**DATA FOR THIS TASK**
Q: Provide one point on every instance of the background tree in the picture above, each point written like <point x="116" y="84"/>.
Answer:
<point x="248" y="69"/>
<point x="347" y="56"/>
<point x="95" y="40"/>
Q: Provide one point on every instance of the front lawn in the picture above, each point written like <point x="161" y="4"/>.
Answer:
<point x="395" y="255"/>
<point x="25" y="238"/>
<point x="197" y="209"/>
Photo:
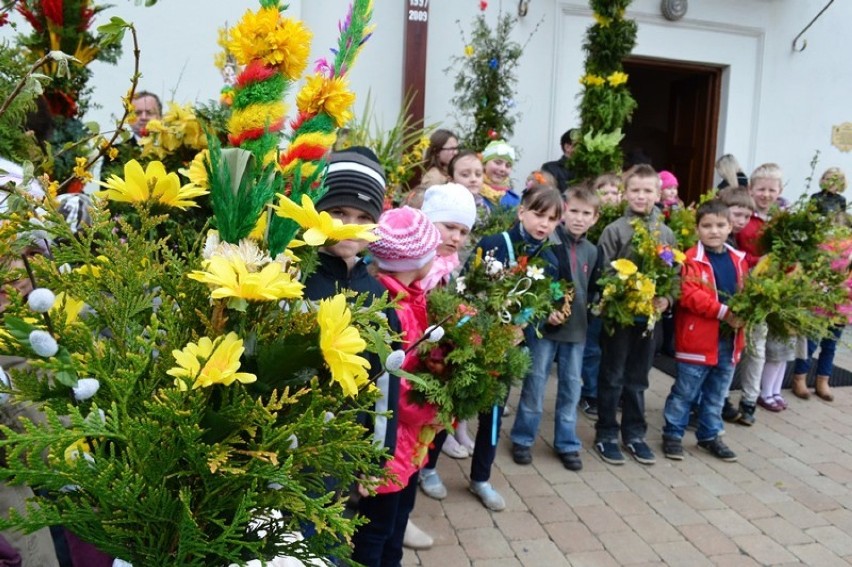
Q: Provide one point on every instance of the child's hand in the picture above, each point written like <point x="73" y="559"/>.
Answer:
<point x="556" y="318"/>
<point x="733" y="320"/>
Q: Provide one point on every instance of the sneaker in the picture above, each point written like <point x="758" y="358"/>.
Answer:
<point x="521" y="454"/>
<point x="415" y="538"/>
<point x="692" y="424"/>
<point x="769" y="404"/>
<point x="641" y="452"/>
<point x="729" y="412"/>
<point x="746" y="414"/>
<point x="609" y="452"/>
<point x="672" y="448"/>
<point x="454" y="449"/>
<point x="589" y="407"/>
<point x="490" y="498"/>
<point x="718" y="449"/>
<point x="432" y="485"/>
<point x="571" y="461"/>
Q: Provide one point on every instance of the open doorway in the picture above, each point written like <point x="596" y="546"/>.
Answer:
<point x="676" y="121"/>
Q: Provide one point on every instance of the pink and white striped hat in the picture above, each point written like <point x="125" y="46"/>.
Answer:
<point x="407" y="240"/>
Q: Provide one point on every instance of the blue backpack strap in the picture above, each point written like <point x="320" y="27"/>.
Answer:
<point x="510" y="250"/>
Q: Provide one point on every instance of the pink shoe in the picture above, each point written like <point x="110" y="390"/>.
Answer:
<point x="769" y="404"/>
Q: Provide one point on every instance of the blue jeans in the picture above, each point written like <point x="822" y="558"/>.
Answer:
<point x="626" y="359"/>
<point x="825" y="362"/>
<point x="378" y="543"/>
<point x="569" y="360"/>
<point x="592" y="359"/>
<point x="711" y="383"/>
--
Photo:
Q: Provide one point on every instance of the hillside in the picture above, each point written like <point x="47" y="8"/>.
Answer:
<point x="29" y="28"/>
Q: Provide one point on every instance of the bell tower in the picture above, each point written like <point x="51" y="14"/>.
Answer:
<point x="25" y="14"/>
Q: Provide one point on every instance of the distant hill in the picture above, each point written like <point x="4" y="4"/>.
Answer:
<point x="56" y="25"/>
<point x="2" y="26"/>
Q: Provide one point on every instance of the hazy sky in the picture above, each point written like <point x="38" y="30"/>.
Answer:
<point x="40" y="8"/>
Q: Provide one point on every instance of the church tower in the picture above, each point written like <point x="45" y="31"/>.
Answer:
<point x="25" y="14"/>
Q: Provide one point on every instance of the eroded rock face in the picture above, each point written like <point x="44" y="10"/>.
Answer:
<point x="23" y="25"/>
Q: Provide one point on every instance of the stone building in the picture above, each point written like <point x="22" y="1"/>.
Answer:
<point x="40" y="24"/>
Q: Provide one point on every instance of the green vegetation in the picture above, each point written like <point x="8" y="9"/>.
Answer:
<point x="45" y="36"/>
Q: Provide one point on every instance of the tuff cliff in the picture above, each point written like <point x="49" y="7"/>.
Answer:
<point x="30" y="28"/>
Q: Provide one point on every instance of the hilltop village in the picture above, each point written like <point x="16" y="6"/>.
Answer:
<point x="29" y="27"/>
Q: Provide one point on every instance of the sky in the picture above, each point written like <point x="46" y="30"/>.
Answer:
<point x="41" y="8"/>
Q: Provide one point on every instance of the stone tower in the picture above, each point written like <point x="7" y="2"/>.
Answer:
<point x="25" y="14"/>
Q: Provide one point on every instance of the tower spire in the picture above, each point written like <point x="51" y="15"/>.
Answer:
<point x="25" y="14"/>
--
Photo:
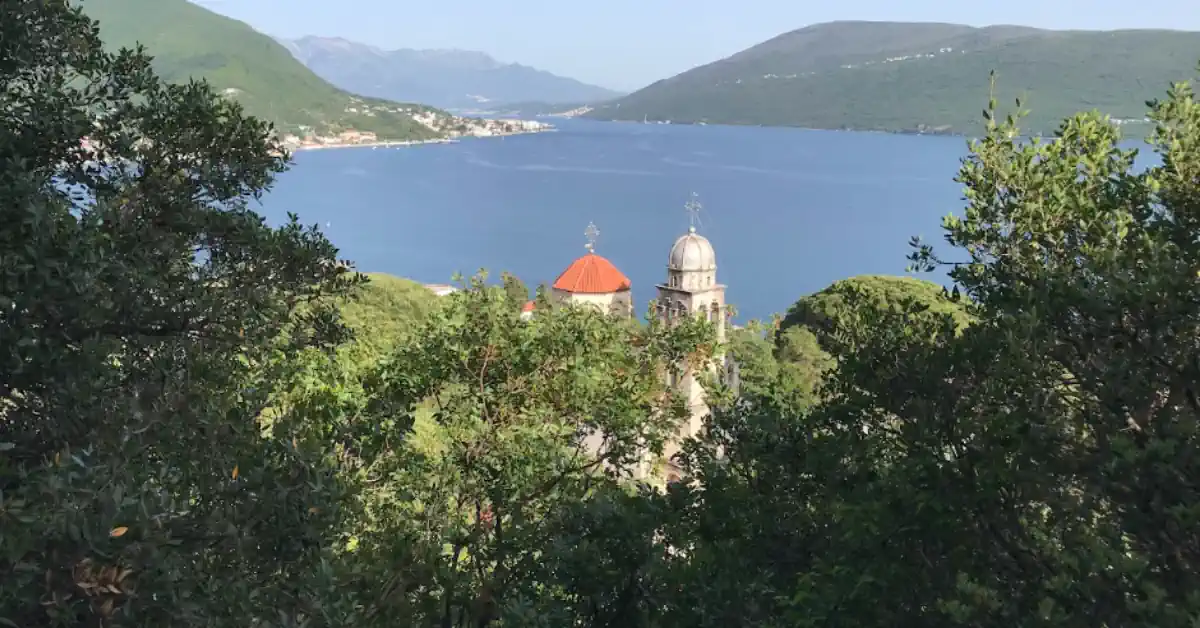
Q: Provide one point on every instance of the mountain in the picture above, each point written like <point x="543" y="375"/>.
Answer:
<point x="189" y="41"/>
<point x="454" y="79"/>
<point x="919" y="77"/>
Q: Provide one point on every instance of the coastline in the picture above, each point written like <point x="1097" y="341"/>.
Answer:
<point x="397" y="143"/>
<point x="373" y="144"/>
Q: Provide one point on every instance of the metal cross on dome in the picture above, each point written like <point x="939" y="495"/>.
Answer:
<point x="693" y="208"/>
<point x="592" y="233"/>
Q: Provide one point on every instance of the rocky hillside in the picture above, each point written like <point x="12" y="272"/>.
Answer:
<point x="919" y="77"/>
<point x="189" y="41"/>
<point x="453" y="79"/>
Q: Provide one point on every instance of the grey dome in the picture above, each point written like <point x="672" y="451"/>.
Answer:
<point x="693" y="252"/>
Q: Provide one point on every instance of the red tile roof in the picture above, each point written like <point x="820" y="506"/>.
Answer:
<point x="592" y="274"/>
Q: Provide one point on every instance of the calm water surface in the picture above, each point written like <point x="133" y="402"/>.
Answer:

**TO BE DONE**
Report each line of the listing above that contains the word "blue", and copy every such line in full.

**SOLUTION TO THE EXERCISE**
Q: Provide one point on every instance of the blue backpack strap in the picture above, each point written like <point x="320" y="27"/>.
Q: Provide one point on every instance of the blue jeans in the picture above, each point written like <point x="822" y="558"/>.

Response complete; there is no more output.